◆ Stated task
Put the lines of the entries below, from the line containing "# trace the outline of every instance of the long" through the line containing "130), (375, 123)]", into a JSON list of strings with one string per line and blank lines omitted.
________________________________________
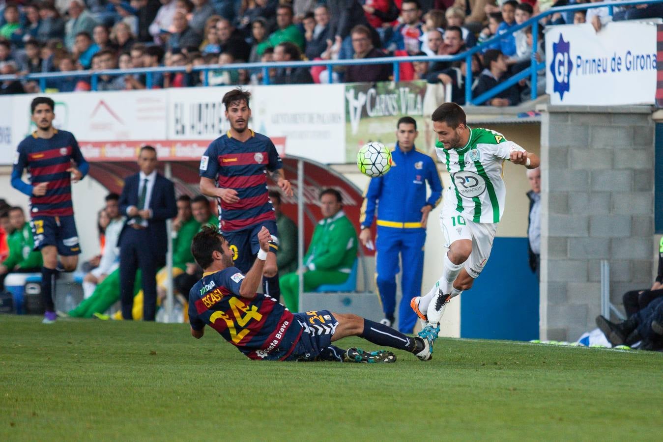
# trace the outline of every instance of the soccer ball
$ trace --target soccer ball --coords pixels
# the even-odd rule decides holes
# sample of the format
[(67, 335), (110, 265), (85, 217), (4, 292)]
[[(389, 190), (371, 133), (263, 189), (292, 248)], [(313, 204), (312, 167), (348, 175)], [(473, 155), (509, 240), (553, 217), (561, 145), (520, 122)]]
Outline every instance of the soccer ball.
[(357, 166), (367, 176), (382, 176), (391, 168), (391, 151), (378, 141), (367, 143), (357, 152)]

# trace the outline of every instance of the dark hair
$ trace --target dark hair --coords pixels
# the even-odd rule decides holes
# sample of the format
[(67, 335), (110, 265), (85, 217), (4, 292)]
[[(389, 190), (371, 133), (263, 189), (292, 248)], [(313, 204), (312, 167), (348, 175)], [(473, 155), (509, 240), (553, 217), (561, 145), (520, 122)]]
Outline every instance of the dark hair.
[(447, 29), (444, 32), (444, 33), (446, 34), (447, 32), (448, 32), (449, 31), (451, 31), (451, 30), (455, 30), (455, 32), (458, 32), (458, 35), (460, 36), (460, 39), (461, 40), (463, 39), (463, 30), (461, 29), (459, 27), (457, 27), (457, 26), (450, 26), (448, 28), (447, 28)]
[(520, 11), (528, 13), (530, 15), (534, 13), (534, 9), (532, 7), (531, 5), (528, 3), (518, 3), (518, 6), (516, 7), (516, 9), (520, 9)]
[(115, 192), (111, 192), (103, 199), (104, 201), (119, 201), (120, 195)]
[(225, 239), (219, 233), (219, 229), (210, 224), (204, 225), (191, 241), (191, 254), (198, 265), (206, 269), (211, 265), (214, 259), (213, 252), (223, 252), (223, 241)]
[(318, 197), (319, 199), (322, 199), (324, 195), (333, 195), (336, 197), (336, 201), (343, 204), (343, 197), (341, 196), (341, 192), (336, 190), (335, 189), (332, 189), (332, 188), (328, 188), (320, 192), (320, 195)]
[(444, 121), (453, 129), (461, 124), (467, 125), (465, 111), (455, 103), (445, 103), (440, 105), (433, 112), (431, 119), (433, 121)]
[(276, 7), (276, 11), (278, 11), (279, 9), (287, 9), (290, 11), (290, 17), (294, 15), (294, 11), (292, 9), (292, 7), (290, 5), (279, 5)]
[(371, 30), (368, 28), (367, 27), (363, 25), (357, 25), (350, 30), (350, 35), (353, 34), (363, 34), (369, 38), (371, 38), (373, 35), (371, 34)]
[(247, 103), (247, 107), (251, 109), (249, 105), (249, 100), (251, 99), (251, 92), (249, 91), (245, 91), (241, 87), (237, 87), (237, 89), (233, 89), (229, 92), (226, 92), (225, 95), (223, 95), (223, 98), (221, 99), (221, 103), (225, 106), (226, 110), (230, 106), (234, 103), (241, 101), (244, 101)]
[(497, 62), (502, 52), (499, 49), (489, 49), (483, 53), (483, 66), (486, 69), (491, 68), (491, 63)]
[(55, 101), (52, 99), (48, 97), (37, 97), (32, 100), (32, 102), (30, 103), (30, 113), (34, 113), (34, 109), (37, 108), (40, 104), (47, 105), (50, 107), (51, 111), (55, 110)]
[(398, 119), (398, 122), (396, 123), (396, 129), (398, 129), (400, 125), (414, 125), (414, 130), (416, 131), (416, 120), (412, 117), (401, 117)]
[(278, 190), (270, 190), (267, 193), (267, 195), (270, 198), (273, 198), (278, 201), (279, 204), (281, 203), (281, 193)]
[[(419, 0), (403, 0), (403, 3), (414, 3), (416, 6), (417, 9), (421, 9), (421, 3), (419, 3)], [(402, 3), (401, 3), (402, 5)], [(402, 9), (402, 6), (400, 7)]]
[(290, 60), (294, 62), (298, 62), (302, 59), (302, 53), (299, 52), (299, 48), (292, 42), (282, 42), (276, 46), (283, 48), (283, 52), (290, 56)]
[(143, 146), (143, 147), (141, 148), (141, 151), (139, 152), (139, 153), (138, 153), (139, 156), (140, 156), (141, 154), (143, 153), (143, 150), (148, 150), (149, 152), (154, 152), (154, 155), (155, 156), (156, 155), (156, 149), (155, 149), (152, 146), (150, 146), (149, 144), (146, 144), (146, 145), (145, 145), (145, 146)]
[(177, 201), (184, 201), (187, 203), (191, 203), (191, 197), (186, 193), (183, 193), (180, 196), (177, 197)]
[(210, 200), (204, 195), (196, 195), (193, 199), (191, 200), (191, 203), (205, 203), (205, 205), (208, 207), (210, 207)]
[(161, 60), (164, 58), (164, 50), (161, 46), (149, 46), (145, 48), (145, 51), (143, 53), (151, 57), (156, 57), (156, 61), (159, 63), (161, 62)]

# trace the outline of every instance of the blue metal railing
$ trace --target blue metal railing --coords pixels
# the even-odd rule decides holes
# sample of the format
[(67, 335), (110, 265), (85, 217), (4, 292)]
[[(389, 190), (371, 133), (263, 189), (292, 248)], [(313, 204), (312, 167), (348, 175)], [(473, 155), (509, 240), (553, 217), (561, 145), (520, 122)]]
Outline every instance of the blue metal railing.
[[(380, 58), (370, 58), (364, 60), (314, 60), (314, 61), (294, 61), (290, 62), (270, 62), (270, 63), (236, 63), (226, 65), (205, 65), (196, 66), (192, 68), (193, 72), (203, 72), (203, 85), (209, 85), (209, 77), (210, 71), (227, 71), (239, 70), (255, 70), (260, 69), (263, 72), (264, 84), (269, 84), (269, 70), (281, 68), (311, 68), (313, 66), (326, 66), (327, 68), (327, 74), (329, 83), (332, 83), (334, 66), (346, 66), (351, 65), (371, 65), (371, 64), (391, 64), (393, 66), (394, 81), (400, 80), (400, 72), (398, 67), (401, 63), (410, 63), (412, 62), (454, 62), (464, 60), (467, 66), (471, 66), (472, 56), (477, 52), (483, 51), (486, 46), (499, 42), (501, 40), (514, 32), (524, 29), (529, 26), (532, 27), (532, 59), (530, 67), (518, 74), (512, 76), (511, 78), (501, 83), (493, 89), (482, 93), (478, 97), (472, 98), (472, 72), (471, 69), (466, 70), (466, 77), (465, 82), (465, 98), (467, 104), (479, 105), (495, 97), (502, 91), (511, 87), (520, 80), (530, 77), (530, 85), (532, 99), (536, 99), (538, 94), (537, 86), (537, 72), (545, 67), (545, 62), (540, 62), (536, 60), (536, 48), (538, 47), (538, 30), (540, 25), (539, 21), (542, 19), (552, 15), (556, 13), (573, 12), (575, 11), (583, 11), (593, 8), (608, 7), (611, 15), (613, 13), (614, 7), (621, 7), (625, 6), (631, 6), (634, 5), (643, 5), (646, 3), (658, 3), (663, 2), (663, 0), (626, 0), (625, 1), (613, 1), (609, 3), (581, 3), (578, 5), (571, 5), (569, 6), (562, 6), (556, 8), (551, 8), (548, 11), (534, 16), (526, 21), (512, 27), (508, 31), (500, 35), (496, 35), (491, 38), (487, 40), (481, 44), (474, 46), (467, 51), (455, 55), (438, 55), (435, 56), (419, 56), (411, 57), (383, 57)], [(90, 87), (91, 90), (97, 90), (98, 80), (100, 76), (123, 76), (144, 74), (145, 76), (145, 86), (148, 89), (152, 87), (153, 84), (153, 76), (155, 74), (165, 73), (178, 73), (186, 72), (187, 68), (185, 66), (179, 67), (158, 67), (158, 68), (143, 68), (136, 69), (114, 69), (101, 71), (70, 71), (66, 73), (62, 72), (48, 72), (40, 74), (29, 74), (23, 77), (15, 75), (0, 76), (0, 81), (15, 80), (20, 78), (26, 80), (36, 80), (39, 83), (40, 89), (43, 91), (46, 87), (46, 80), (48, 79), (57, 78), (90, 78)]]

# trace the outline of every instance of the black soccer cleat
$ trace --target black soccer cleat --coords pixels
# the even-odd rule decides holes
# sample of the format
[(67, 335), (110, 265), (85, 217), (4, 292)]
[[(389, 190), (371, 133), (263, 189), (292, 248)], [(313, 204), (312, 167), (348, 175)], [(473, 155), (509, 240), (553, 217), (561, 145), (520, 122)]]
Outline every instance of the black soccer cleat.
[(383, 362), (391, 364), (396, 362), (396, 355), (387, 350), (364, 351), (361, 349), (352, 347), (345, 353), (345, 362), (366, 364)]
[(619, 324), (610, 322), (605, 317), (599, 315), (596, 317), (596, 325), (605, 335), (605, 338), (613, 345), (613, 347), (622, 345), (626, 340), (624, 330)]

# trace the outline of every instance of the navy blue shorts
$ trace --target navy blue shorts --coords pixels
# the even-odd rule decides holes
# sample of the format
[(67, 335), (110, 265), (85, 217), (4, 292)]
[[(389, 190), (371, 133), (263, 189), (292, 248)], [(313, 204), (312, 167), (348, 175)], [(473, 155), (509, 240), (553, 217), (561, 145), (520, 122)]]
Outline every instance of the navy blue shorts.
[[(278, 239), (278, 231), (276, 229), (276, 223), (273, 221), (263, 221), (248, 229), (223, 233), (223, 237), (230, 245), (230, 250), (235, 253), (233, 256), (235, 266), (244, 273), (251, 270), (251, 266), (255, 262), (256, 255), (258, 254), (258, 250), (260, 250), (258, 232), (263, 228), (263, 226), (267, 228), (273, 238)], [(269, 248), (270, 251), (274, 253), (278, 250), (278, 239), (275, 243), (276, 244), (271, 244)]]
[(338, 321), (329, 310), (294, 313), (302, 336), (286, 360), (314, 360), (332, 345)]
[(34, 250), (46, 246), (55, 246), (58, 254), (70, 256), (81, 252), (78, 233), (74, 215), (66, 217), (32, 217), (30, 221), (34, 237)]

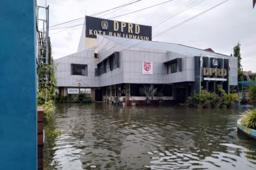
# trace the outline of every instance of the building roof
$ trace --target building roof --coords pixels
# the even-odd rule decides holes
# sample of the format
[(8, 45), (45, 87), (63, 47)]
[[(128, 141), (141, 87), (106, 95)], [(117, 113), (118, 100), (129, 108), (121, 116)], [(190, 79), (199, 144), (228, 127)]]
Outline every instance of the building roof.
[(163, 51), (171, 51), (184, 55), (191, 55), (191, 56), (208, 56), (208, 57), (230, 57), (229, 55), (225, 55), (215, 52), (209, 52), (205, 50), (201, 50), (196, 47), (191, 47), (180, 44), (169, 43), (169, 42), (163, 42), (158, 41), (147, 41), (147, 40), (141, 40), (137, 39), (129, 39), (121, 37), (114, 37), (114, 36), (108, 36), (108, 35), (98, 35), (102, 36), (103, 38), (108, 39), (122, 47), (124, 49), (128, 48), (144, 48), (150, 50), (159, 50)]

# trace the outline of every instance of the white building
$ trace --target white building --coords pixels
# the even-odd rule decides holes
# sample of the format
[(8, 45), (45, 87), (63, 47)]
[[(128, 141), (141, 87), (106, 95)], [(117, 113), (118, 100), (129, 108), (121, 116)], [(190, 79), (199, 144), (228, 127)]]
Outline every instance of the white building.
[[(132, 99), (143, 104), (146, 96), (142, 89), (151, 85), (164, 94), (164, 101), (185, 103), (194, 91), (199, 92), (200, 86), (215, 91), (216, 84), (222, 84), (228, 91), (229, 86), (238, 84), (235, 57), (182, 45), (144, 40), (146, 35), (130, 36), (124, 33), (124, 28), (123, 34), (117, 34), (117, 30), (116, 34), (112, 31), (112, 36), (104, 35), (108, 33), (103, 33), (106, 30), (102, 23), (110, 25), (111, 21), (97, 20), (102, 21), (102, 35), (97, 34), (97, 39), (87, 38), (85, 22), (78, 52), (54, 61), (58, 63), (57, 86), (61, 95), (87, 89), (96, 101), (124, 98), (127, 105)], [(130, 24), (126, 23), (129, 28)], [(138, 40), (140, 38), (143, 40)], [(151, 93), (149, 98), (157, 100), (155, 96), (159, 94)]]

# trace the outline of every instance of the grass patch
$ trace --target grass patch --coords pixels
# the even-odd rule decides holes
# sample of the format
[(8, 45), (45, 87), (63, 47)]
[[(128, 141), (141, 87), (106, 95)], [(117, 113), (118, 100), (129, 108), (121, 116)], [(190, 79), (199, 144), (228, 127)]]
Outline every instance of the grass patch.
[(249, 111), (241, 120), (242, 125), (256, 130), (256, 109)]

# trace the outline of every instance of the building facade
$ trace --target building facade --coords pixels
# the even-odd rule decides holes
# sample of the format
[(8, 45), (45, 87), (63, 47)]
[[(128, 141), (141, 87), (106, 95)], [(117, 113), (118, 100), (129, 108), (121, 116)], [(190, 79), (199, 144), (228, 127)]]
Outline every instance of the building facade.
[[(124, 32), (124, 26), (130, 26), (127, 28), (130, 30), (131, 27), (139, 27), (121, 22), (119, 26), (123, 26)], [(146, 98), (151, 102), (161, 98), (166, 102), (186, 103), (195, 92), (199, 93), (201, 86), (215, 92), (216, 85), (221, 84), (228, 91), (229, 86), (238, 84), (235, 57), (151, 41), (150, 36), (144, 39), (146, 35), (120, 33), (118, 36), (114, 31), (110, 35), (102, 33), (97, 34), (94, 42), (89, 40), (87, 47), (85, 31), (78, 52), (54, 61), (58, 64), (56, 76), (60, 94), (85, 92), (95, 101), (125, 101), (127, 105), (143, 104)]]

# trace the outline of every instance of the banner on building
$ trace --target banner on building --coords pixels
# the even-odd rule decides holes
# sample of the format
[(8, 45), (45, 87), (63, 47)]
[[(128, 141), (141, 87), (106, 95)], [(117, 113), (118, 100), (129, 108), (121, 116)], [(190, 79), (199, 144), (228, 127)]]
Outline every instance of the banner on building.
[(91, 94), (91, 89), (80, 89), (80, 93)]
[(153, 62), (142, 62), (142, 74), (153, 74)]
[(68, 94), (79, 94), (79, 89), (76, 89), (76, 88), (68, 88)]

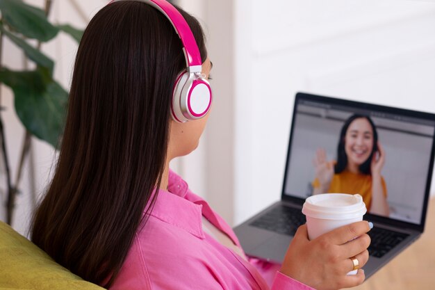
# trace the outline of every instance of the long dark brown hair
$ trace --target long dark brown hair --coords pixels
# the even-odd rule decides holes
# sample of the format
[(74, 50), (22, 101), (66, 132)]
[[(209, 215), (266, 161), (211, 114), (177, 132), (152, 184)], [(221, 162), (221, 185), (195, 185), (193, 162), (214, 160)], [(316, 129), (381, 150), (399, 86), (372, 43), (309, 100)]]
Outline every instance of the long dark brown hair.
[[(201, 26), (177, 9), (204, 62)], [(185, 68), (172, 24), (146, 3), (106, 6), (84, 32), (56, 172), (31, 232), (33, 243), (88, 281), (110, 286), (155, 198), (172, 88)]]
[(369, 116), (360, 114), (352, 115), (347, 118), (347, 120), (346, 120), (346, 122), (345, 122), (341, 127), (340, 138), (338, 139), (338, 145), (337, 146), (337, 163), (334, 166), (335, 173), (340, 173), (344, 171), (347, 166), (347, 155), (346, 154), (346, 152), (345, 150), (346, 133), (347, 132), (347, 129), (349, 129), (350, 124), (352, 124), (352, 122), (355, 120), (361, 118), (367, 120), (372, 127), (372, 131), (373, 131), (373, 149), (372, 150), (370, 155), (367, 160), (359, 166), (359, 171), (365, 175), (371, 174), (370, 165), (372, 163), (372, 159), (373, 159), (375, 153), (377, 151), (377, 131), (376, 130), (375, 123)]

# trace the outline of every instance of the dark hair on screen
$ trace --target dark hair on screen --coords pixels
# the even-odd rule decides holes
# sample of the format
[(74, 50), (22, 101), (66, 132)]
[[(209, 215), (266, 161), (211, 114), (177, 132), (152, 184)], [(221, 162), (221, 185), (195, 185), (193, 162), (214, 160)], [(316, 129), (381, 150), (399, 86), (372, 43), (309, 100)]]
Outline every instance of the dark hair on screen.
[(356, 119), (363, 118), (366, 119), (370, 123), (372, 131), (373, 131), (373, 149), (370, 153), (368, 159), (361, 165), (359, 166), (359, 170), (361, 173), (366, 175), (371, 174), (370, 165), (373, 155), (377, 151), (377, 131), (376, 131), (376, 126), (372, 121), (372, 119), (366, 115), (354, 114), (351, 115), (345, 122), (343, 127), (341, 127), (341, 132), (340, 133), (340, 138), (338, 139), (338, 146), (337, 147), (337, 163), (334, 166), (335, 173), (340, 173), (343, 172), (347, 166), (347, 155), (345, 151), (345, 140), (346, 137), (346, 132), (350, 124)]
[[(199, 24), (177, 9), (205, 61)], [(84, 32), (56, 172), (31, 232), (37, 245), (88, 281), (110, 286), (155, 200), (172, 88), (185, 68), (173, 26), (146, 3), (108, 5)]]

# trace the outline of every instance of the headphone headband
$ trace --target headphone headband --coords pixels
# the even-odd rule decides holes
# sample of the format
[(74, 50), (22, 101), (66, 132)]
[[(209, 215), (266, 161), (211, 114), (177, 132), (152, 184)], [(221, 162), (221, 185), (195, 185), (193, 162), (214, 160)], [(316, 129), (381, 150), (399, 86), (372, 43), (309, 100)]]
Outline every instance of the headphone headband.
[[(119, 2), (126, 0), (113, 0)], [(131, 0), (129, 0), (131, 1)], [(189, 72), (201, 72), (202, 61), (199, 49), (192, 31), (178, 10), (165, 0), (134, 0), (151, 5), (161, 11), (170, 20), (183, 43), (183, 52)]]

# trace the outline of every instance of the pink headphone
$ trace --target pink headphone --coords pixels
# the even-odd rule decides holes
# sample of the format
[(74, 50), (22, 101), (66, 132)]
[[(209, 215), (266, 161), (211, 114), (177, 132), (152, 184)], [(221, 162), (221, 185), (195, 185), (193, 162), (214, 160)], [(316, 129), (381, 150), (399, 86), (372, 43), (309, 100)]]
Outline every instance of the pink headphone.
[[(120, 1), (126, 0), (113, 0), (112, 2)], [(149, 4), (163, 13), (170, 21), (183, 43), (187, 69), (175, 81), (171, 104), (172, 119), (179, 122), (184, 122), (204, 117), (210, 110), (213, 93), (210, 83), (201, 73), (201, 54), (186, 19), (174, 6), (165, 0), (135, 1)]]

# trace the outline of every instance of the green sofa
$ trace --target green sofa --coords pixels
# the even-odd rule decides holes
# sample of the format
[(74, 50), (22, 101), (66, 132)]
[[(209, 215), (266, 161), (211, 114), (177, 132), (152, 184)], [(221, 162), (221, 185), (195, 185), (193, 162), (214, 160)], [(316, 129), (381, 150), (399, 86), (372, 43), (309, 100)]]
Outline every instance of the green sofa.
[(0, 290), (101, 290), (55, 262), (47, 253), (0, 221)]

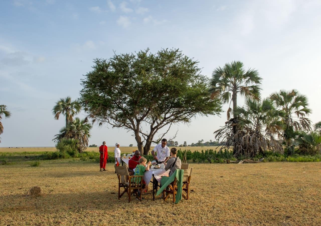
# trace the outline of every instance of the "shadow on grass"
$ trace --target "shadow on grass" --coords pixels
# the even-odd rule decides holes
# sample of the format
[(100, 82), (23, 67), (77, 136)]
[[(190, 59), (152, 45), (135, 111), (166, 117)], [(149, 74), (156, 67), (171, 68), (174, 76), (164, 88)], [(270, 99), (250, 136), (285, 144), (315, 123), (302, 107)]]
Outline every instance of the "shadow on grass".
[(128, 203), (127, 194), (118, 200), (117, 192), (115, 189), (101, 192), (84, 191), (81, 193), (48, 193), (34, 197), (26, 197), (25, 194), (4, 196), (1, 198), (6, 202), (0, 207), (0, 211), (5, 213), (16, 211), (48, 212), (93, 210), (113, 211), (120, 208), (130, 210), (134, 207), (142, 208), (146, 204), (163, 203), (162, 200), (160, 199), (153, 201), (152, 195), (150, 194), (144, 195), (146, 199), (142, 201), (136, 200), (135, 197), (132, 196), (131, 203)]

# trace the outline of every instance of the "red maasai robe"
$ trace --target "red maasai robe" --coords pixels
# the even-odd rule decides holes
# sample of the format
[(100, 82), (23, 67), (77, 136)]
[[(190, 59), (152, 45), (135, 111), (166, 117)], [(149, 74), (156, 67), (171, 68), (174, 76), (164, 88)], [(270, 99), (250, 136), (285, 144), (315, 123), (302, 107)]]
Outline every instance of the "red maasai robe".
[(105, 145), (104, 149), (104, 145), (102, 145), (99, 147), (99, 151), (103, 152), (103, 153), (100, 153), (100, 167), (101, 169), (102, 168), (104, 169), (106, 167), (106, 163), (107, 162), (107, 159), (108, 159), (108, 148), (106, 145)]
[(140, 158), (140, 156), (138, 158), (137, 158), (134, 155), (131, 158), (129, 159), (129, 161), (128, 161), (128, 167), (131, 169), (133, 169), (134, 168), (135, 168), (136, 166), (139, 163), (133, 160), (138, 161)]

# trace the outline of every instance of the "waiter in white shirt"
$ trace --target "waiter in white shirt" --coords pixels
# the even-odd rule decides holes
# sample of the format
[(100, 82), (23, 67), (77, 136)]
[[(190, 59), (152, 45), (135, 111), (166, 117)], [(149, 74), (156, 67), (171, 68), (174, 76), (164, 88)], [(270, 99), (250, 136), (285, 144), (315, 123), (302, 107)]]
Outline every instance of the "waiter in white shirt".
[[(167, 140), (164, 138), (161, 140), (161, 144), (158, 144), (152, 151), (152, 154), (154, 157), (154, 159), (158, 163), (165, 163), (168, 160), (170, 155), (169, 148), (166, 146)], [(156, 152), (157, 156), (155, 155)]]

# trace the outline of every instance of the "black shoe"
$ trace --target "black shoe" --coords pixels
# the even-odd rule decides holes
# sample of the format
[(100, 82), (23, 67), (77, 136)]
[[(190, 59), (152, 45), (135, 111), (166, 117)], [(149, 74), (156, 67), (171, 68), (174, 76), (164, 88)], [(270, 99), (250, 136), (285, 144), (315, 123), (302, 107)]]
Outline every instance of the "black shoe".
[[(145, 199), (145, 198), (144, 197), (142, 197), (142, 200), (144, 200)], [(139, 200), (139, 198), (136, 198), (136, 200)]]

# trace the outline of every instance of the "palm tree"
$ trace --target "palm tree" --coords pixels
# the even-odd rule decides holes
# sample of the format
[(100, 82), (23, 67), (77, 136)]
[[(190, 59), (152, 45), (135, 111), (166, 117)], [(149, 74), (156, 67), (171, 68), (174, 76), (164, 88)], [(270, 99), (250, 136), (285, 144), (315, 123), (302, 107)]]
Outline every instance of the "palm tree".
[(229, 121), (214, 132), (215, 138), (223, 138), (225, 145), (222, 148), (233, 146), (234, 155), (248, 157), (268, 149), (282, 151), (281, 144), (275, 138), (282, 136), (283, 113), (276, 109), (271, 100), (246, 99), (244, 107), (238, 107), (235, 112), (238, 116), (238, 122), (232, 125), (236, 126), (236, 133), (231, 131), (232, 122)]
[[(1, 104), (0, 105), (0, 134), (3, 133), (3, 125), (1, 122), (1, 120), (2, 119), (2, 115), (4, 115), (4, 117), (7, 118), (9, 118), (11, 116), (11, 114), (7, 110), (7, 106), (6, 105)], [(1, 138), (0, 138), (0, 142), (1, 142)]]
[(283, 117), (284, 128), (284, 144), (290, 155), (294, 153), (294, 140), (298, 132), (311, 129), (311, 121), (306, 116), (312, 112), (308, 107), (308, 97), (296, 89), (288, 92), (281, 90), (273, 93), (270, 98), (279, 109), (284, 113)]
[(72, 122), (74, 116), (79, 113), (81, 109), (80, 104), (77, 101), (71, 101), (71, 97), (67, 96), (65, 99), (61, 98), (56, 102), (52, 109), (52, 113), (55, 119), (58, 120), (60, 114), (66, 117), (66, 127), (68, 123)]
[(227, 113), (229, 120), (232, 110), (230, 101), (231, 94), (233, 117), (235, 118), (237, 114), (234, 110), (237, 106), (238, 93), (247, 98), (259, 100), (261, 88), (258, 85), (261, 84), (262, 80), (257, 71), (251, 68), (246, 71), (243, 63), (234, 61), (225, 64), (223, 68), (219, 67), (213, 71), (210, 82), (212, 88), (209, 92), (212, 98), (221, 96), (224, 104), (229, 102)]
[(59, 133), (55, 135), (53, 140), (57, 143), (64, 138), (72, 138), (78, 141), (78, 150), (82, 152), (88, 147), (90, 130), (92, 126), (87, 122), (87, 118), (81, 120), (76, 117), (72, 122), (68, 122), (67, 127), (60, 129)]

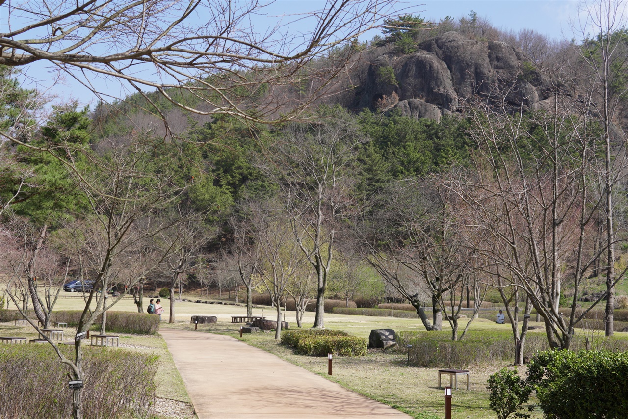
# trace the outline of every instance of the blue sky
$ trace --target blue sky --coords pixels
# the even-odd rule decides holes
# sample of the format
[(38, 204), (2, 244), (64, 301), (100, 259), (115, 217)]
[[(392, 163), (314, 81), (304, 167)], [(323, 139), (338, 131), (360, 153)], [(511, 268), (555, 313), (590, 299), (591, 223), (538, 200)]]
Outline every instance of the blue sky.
________________________________________
◆ Response to the exercise
[
  "# trace the outline of every instance of the long dark brown hair",
  "$ trace --target long dark brown hair --coords pixels",
  "# the even-odd rule decides holes",
  "# sample of the format",
  "[(74, 50), (22, 101), (66, 132)]",
  "[[(209, 215), (266, 161), (211, 114), (177, 132), (152, 184)], [(221, 162), (221, 185), (195, 185), (193, 162), (214, 160)], [(316, 129), (381, 150), (399, 86), (372, 43), (309, 100)]]",
  "Outline every instance of the long dark brown hair.",
  "[[(201, 26), (177, 9), (204, 62)], [(185, 68), (172, 24), (146, 3), (106, 6), (84, 32), (56, 172), (31, 232), (33, 243), (88, 281), (110, 286), (155, 198), (172, 88)]]",
  "[(369, 116), (360, 114), (352, 115), (347, 118), (347, 120), (346, 120), (346, 122), (345, 122), (341, 127), (340, 138), (338, 139), (338, 145), (337, 146), (337, 163), (334, 166), (335, 173), (340, 173), (344, 171), (347, 166), (347, 155), (346, 154), (346, 152), (345, 150), (346, 133), (347, 132), (347, 129), (349, 129), (350, 124), (352, 124), (352, 122), (355, 120), (361, 118), (367, 120), (372, 127), (372, 131), (373, 131), (373, 149), (372, 150), (370, 155), (367, 160), (359, 166), (359, 171), (365, 175), (371, 174), (370, 165), (372, 163), (372, 159), (373, 159), (375, 153), (377, 151), (377, 131), (376, 130), (375, 123)]"
]